Free-text object descriptions
+---+
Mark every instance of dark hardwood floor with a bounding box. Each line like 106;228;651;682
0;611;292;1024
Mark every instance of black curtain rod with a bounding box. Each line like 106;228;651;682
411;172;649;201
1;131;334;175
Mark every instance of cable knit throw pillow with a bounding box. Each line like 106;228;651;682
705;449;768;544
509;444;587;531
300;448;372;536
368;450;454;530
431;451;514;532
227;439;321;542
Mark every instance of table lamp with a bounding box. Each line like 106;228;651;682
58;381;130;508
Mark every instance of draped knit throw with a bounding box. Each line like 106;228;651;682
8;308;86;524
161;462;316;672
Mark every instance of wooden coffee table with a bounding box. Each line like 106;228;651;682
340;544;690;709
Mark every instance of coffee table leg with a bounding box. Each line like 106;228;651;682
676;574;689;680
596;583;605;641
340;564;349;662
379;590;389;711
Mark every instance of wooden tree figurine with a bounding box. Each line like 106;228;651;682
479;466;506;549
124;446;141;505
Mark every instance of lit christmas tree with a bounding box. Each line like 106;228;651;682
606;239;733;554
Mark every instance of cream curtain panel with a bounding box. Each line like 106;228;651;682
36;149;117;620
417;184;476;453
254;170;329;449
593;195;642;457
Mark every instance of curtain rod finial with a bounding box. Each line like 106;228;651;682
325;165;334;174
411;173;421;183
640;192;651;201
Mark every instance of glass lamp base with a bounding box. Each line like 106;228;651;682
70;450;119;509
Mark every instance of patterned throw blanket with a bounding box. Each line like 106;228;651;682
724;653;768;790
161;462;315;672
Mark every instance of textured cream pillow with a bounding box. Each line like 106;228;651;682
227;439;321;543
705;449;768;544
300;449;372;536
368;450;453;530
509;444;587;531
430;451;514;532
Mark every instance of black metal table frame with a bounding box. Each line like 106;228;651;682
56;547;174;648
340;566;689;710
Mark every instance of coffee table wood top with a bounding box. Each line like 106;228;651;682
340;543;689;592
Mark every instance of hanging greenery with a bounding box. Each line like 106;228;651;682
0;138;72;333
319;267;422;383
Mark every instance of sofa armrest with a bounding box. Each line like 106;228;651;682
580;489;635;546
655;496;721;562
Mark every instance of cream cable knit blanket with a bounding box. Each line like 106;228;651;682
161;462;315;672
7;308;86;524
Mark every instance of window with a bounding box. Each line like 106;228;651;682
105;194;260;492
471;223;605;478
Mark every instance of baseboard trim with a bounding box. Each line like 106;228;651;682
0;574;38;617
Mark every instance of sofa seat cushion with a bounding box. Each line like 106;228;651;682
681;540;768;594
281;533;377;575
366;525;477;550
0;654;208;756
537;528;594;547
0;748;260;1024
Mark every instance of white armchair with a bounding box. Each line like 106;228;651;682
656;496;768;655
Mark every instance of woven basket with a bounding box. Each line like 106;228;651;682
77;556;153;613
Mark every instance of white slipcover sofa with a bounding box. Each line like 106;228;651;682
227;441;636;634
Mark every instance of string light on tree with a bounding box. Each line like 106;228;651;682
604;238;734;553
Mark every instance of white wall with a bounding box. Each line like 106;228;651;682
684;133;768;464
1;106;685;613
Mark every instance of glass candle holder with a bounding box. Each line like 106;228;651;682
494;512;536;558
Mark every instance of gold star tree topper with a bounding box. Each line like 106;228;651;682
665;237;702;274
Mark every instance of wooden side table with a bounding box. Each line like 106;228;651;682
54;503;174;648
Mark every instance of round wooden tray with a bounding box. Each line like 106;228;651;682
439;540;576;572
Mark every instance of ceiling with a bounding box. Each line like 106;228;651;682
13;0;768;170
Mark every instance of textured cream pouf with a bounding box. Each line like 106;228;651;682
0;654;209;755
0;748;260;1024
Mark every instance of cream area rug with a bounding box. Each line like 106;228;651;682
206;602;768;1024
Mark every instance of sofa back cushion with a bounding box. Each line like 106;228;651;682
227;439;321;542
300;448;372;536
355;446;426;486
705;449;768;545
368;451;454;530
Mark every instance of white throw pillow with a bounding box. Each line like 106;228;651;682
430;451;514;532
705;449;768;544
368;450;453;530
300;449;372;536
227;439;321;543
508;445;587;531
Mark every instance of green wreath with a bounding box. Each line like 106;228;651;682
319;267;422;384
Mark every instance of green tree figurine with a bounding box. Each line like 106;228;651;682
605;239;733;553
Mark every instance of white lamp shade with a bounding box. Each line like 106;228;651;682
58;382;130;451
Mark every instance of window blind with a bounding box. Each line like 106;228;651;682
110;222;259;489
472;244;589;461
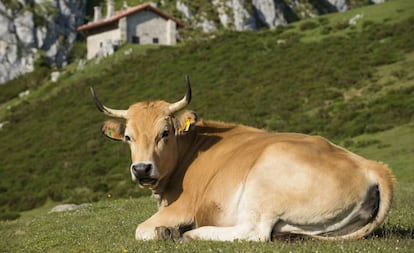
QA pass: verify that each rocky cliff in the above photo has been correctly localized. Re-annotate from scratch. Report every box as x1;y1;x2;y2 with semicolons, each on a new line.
0;0;85;84
174;0;384;32
0;0;383;84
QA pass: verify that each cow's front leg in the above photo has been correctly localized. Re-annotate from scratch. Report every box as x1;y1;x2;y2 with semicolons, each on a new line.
135;219;158;240
136;222;181;240
135;201;193;240
155;226;181;240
+---+
Beginning at the line that contains "Mark every instance of green wreath", retype each line of the data above through the very last one. Do not retype the pictures.

• **Solution below**:
Mark every instance of green wreath with a bounding box. Each line like 106;228;651;682
319;267;422;384
Mark every instance of green tree figurine with a bounding box. Each line like 106;228;651;682
605;239;733;553
Mark every instance of white lamp shade with a bounding box. Each line like 106;228;651;682
58;382;130;451
Mark every instance of window blind with a bounding box. Each line like 106;228;651;682
110;222;259;489
472;244;589;461
QA pass: verify that each rocky cliff in the above photo has been correctly localized. Re-annotate from scratch. Report every box as x1;y1;x2;y2 with semicolons, each on a new line.
0;0;85;84
174;0;384;32
0;0;383;84
QA pass: verify that each cow's front leg in the above photo has been correctly localized. Re-annotate from scratch. Report every box as x1;y1;x2;y2 with semicolons, each on a new line.
135;219;158;240
136;222;181;240
135;201;193;240
155;226;181;240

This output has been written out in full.